Consignes écrites:
• 1. Répondez à ces questions sur l'appel à contribution consacré à la guerre au XIXe siècle :
(a) Quel exemple tiré des temps modernes le texte donne-t-il pour montrer que la guerre fait évoluer une société ?
(b) Comment l'historienne Ute Frevert a-t-elle qualifié les guerres ?
(c) Quelle expression, attribuée à Jay Winter, désigne la connivence qui peut naître entre soldats ?
• 2. Poursuivez l'appel à contribution sur la guerre comme espace de contact au XIXe siècle à partir de sa dernière phrase.

Extrait du document:
^^^^^^^^

La guerre comme espace de contact au XIXe siècle
La guerre comme espace de contact au XIXe siècle : journée d’étude (Institut d’études avancées-Institut historique allemand, Paris, 28-29 juin 2018.
Appel à contribution
L’histoire militaire a accompli un long chemin depuis les cinquante dernières années. Une chaîne de télévision populaire, comme History Channel, ainsi que les biographies des grands généraux présentes dans les rayons de nombreuses librairies, pourraient faire croire, à première vue, que ce domaine est toujours accaparé par des historiens fascinés par leur objet et tournés vers un public majoritairement conservateur. Cependant, l’émergence de la nouvelle histoire-bataille et celle de l’histoire culturelle de la guerre ont considérablement enrichi notre compréhension du phénomène guerrier. Nous connaissons aujourd’hui beaucoup mieux que naguère la multiplicité des liens qui relient l’armée et la société, tout comme les modalités de la confrontation des soldats et des civils à la violence. Nous savons qu’au lieu d’être une situation exceptionnelle et marginale, la guerre constitue un des facteurs les plus puissants d’évolution à l’intérieur d’une société. Il suffit de prendre un seul exemple marquant venu des temps modernes : celui de la conscription. L’introduction du service militaire universel depuis la fin du XVIIIe siècle n’a pas seulement transformé la manière dont les sociétés occidentales ont expérimenté leur rapport à la nation, elle a aussi construit une vision qui excluait les femmes des affaires de la cité, dans la mesure où, incapables d’accomplir leur service, elles ne pouvaient accéder aux avantages de la citoyenneté. De même, l’émergence de l’État providence est impensable si on ne prend pas en considération les revendications adressées dans le sillage des campagnes militaires par les soldats-citoyens blessés et démunis à leur gouvernement
Alors que les conflits armés sont indéniablement destructeurs sur le plan humain et matériel, ils ont également eu des répercussions positives inattendues. L’historienne allemande Ute Frevert a judicieusement qualifié les guerres « d’événement inter et transnationaux par excellence » dans la mesure où aucun autre phénomène – à l’exception des migrations – ne met en contact aussi étroit un aussi grand nombre d’individus. Napoléon a échoué à fonder un Empire européen durable, mais les vétérans de la Grande Armée ont pu se vanter d’avoir acquis une familiarité avec toute l’Europe après avoir marché sur tout le continent pendant un quart de siècle. Bien entendu, quand de telles quantités d’hommes entrent en contact ou interagissent avec les civils, la nature de ces rencontres diffère profondément. Certaines peuvent être pacifiques et propices à la formation d’une connivence qui peut se transformer en « fictive kinship » (Jay Winter) entre soldats, tandis que les atrocités et les exterminations de masse se situent à l’autre extrémité du phénomène. Les deux bouts du spectre ont fait l’objet de nombreux travaux pendant les dernières décennies, grâce à un processus de fertilisation croisée des approches interdisciplinaires. Il n’est par exemple plus pensable d’aborder le moral et l’efficacité des troupes au combat sans se référer aux approches sociologiques et anthropologiques qui expliquent l’esprit de corps. De même, les recherches concernant les crimes de guerre ont souligné l’utilité d’une analyse précise des facteurs psychologiques à l’origine de la violence et d’une prise en compte du rôle joué par l’espace dans lequel elle se déploie. Enfin, les apports de l’histoire transnationale et globale nous rappellent que toute lecture de la guerre en terme de rencontre doit s’appuyer sur un solide soubassement en l’histoire culturelle, tout particulièrement afin de cerner l’évolution des formes de la communication et de transferts de connaissance.

^^^^^^^^

(Données d'annotation de localisation d'objets)
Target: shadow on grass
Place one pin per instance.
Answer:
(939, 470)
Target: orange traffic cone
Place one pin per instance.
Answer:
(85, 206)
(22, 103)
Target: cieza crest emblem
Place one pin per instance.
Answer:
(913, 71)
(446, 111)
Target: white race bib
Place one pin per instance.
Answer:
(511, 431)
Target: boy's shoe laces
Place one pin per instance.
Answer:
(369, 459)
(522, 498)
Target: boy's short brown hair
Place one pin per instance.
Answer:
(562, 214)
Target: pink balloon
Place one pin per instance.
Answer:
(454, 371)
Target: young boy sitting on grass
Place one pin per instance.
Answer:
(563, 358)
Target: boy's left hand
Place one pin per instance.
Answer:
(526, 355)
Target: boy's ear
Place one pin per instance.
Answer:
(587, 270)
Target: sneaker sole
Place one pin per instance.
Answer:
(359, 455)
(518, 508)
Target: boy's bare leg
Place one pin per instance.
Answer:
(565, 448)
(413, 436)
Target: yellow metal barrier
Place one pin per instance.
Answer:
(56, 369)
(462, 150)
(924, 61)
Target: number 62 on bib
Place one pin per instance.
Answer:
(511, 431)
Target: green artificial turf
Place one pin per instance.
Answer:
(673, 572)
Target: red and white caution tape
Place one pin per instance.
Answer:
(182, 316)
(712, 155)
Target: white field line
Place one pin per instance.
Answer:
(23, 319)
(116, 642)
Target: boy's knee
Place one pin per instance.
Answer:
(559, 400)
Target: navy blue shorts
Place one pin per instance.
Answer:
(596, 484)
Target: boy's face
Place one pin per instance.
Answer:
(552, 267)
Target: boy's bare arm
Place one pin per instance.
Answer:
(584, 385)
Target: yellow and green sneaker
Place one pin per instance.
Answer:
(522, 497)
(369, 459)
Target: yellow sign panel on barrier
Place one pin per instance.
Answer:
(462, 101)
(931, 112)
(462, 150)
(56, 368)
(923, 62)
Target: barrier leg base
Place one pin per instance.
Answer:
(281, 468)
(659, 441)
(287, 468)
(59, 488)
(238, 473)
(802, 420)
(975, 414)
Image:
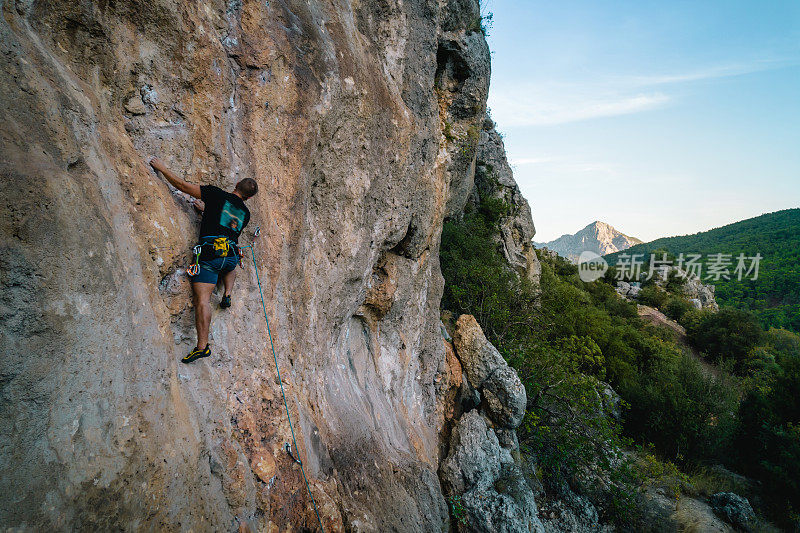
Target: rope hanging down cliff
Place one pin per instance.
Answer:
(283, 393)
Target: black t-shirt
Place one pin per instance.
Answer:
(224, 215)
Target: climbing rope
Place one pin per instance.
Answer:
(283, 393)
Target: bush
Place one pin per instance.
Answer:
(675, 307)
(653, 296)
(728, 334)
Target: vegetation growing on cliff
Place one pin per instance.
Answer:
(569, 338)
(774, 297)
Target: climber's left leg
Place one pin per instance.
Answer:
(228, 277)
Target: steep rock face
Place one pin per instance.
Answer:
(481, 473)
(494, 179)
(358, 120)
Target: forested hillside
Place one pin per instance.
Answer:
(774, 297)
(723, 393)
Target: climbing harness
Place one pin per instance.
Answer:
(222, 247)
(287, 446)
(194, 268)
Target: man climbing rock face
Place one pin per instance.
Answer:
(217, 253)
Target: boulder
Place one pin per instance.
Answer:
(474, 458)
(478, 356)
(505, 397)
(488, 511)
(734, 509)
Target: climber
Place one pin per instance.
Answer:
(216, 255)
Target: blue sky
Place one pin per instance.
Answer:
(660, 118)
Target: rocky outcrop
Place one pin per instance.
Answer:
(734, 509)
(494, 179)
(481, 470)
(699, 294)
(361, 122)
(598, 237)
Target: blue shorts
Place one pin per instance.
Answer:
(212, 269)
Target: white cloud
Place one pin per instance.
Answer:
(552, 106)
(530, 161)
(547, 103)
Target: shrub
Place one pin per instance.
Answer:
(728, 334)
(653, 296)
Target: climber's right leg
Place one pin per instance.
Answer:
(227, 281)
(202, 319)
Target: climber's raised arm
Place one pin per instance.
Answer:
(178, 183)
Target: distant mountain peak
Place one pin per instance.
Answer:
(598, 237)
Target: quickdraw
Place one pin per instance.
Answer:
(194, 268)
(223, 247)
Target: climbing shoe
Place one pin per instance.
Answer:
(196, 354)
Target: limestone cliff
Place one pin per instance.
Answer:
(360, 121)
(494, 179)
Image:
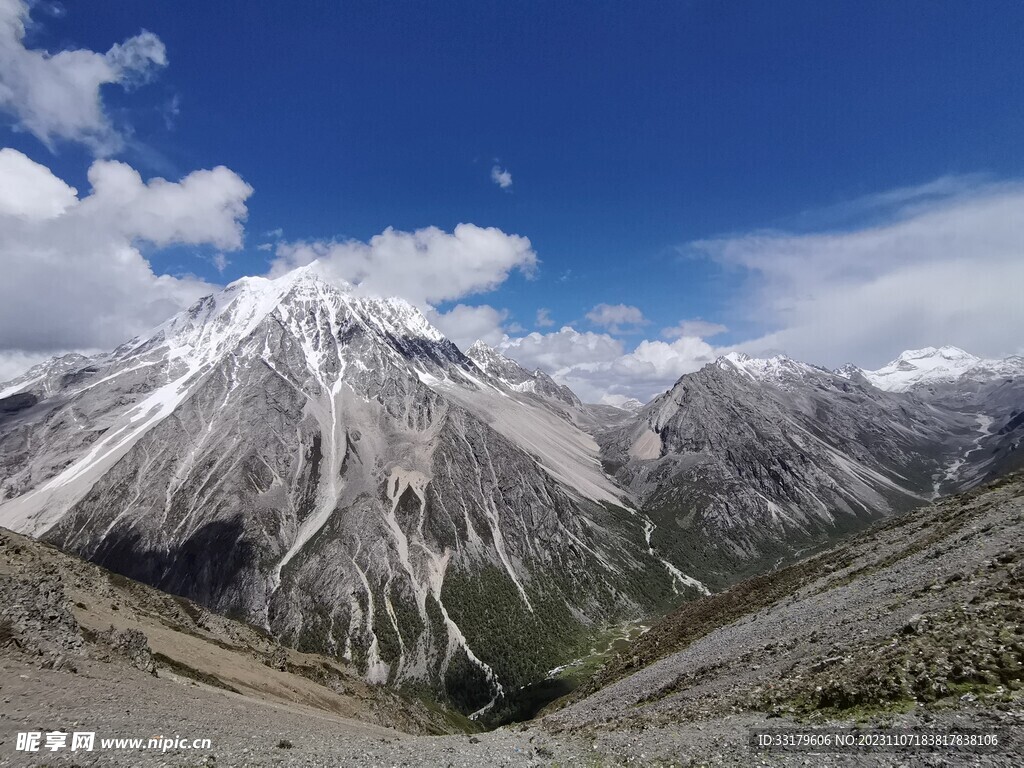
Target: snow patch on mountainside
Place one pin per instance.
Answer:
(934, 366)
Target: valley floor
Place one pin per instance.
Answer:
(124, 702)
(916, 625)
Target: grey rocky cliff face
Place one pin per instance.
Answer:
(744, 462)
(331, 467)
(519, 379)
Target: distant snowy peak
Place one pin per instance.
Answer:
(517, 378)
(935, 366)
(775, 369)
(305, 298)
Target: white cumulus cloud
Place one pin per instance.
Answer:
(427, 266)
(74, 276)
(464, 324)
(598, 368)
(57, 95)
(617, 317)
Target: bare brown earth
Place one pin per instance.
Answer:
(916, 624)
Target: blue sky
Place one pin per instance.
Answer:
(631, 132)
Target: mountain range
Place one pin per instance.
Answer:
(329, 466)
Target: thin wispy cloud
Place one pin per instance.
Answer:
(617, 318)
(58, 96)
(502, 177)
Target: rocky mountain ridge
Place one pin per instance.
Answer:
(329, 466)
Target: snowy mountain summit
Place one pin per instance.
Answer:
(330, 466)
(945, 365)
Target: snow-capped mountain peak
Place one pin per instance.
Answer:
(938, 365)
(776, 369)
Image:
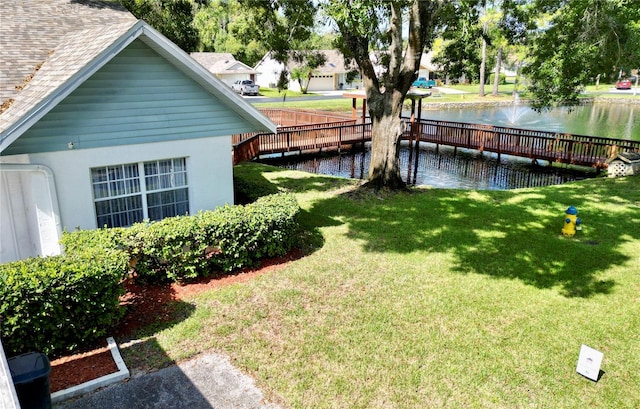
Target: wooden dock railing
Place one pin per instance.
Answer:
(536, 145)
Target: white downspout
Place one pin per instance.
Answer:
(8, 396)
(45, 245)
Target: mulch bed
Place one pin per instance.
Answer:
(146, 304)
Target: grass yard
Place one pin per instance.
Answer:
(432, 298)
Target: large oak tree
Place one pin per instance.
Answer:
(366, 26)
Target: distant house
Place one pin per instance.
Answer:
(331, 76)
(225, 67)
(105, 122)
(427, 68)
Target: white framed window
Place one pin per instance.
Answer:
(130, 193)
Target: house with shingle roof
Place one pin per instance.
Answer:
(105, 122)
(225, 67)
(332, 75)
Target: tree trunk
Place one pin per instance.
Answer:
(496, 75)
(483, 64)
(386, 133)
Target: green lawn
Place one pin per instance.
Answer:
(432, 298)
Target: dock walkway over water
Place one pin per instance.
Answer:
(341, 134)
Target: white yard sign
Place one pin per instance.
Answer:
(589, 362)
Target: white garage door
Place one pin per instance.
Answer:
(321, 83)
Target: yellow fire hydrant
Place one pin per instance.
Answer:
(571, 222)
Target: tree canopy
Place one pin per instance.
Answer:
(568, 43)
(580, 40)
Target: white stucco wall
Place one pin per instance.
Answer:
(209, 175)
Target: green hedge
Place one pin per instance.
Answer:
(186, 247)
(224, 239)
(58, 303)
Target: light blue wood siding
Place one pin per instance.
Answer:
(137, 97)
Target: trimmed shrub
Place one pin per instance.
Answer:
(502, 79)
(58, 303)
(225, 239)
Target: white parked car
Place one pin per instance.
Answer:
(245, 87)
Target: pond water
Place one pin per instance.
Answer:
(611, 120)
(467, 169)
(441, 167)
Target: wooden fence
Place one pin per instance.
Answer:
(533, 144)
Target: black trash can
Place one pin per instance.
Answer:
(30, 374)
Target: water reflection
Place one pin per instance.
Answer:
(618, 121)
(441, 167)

^^^^^^^^

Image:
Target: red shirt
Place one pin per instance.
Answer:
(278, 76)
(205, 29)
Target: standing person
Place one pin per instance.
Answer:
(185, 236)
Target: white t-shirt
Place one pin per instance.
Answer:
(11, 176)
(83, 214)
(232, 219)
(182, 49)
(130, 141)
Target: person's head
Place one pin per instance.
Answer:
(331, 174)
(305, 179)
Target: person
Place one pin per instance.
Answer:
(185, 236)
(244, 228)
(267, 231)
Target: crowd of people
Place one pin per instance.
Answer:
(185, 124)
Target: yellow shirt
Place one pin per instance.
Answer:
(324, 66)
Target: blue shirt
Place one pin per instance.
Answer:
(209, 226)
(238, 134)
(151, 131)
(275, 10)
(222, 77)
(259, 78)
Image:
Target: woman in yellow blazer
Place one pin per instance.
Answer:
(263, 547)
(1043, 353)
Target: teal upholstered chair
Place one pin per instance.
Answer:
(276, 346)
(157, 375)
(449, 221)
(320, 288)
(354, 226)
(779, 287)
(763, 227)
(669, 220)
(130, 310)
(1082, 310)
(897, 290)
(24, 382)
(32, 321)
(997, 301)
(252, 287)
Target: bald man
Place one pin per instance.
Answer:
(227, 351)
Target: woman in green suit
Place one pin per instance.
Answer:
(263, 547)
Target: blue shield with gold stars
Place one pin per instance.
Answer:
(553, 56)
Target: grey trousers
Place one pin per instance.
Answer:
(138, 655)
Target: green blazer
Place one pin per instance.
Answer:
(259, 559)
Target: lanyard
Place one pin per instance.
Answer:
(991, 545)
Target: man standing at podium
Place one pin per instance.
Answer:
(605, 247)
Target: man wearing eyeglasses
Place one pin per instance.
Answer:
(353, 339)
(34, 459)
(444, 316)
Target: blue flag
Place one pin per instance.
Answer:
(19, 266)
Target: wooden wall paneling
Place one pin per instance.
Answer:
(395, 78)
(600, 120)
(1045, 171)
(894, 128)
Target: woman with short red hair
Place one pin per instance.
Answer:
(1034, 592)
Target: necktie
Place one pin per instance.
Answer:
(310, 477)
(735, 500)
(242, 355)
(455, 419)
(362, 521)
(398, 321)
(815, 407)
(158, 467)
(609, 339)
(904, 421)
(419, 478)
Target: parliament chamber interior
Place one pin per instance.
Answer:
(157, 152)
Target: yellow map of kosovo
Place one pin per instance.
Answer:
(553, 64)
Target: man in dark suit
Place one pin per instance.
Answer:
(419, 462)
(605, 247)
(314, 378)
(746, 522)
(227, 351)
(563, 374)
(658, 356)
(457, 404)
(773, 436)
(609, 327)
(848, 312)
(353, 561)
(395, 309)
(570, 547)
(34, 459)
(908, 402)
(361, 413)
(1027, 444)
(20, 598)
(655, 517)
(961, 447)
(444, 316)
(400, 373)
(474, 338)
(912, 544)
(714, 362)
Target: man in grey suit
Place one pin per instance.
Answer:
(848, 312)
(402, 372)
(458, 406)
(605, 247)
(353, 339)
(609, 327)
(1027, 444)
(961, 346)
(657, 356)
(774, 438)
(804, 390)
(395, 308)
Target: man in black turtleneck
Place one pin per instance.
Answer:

^^^^^^^^

Les réponses:
• 1.
(a) La conscription, c'est-à-dire l'introduction du service militaire universel depuis la fin du XVIIIe siècle.
(b) Comme des « événement inter et transnationaux par excellence ».
(c) « fictive kinship ».

• 2.
Fondés sur ces présupposés, cette journée d’étude se propose d’initier un débat sur les formes de la rencontre et celles des transferts en temps de guerre pendant un “long dix-neuvième siècle” (1789-1914). Dans un deuxième temps, nous souhaitons travailler sur la manière dont les historiens utilisent les nouvelles méthodes numériques et transforment les études de cas de façon à rendre leurs résultats plus largement accessibles. Le choix de cette période est déterminé par la richesse de ses multiples innovations dans des domaines comme la communication, les transports de masse, l’armement, le droit international concernant la conduite de la guerre, qui ont alimenté une fructueuse réflexion sur le fait de savoir si le XIXe siècle ouvrait la voie à la totalisation de l’activité guerrière ou s’il devait être évalué en ses propres termes.
L’objectif général de cette journée d’étude est de regrouper une équipe de chercheurs susceptibles de répondre à de nouvelles questions parmi les suivantes (mais la liste n’est pas exhaustive) :
- Dans quelle mesure la proposition du sociologue P. H. Gulliver selon laquelle les différents comportements à l’œuvre dans des situations transculturelles sont « pour l’essentiel semblables en dépit de différences sensibles d’intérêts, d’idées, de valeurs, de normes, de croyances » entre les parties concernées, est-elle historiquement étayée ?
- Comment la société domestique perçoit-elle et interprète-t-elle les rencontres avec les prisonniers de guerre, qu’elles soient réelles ou imaginaires à travers les images, l’art et les sources littéraires ?
- Comment la loi modèle-t-elle les rencontres en temps de guerre ? Quel rôle jouent ici le genre, la race, l’appartenance sociale, la religion ?
- Enfin, si la guerre peut être perçue comme « un théâtre moral » qui permet aux soldats d’afficher leurs qualités viriles, comme l’affirme Michael Ignatieff, en quoi la conceptualisation de la guerre en termes d’espaces de contact peut-elle être utile aux historiens pour appréhender la dimension performative du combat ?
Cette journée d’étude se déroulera sur deux jours à l’Institut d’études avancées et à l’Institut historique allemand les 28 et 29 juin 2018 à Paris. Les propositions en lien avec les thèmes de recherche évoqués plus haut seront privilégiées, particulièrement lorsqu’elles émanent de jeunes chercheurs. Les organisateurs se proposent de prendre en charge les frais de déplacement de tous les intervenants dans la limite des fonds disponibles. Merci de fournir un résumé (200 mots) de votre intervention accompagné d’un CV d’une page en anglais ou en France à l’adresse suivante : warascontactzone@gmail.com jusqu’au 15 février 2018.
A bientôt,
Jasper Heinzen (Institut d’études avancées de Paris/University of York)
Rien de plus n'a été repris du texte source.